Excerpts from a location annotation dataset

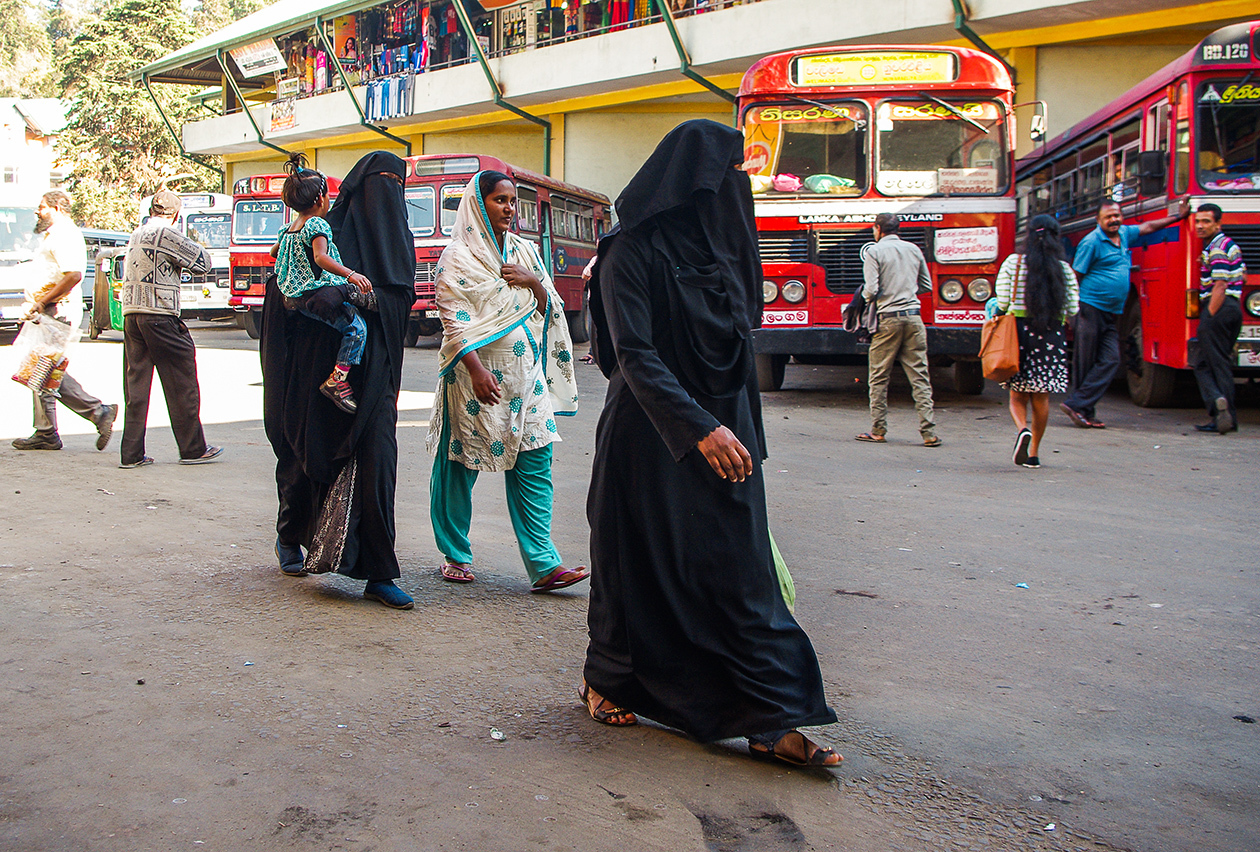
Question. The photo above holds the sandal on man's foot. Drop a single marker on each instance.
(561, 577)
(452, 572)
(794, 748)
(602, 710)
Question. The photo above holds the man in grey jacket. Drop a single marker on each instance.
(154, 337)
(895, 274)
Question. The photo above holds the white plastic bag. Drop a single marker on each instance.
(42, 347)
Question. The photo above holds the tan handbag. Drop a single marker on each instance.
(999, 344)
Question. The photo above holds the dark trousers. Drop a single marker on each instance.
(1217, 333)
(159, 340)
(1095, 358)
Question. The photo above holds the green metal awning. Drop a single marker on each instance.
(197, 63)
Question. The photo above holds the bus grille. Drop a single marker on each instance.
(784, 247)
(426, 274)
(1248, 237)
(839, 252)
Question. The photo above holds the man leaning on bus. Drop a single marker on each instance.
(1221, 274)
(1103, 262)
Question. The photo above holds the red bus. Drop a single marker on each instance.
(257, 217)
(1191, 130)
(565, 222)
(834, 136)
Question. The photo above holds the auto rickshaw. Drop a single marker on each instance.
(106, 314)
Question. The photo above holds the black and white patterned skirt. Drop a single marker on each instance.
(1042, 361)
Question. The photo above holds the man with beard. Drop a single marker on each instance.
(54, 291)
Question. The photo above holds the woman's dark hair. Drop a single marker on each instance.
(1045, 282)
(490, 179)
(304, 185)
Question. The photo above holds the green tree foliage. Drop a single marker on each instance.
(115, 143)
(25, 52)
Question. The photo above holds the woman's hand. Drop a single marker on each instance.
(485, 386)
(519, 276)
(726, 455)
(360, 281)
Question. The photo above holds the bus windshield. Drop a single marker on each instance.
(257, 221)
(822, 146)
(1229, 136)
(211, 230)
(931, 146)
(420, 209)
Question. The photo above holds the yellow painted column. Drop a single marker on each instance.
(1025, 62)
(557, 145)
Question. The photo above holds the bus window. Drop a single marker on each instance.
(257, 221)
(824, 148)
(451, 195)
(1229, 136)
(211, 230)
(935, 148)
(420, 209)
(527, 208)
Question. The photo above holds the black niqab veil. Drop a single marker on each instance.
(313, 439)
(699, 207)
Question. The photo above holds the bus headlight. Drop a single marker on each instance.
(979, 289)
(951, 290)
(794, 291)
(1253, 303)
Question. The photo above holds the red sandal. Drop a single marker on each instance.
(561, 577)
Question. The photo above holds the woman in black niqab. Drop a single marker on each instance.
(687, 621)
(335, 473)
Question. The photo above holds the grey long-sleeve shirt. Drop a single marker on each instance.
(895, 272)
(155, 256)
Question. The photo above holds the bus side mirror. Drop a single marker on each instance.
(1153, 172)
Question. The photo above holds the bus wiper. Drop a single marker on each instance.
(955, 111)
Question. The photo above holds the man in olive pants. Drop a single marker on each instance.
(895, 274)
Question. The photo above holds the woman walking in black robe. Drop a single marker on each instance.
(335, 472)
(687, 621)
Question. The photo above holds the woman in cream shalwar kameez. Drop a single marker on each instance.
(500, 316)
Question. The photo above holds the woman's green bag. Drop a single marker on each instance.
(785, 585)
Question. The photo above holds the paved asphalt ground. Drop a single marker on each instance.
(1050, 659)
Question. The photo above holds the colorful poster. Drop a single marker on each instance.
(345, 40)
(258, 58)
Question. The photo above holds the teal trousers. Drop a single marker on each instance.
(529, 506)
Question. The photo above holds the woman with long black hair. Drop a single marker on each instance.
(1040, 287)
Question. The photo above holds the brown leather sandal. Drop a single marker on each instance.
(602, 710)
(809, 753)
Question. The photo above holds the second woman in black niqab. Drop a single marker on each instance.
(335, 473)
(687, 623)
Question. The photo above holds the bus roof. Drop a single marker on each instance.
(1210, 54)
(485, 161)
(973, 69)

---

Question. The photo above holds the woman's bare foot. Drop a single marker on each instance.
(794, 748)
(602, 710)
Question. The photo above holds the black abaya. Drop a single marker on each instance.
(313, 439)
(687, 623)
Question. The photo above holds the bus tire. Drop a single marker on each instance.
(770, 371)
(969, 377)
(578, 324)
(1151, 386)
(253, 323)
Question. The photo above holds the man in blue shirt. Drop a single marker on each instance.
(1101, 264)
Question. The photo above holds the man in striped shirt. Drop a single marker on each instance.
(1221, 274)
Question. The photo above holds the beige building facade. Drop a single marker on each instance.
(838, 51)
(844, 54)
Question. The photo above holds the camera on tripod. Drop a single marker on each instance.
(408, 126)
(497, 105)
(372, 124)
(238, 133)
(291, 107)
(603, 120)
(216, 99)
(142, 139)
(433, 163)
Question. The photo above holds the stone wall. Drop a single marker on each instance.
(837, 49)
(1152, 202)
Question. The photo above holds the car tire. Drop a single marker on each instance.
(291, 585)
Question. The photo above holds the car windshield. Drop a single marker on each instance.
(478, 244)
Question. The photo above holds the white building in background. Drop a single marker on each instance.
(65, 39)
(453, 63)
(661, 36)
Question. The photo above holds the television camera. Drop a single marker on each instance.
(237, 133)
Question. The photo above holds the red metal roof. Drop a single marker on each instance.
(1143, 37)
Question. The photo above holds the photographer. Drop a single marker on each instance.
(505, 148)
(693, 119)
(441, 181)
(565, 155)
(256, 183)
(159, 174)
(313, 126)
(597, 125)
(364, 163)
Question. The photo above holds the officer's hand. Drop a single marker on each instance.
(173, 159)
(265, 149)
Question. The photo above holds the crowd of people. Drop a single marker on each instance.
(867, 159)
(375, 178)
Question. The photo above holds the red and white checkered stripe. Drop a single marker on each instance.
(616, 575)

## THE PROBLEM:
Reproduce the stretch of lines above that opens with the line containing "Question. The photo above holds the woman's dark" and closes with the line containing "(1253, 303)", keeping every line and offsetting each coordinate value in the answers by -108.

## TASK OUTPUT:
Question. The photo above holds the woman's dark hair. Drop a single marker on each instance.
(937, 174)
(382, 71)
(196, 77)
Question. The photo above holds the green tree foliage. Drop a single marker on each instance.
(7, 35)
(-83, -56)
Question. The photo above holds the woman's hand. Drop a single marker on each instance.
(377, 278)
(411, 168)
(618, 347)
(252, 173)
Question. The photo above holds the bus windshield. Drop a single marker on each instance.
(149, 113)
(714, 38)
(1121, 28)
(103, 122)
(823, 38)
(312, 101)
Question. The photo above holds the yellow painted column. Drop a single marker on each instance.
(917, -46)
(449, 37)
Question. The photo above holds the bus window. Drop a single marker on each instance.
(149, 113)
(716, 40)
(343, 87)
(1121, 28)
(103, 122)
(827, 40)
(312, 101)
(419, 100)
Question. The photo above holds the black niqab veil. Drop a single marker on each instance.
(205, 331)
(591, 99)
Question. The photo above holds the bus headlight. Drop a single marker on each instance.
(871, 181)
(843, 182)
(686, 183)
(1145, 195)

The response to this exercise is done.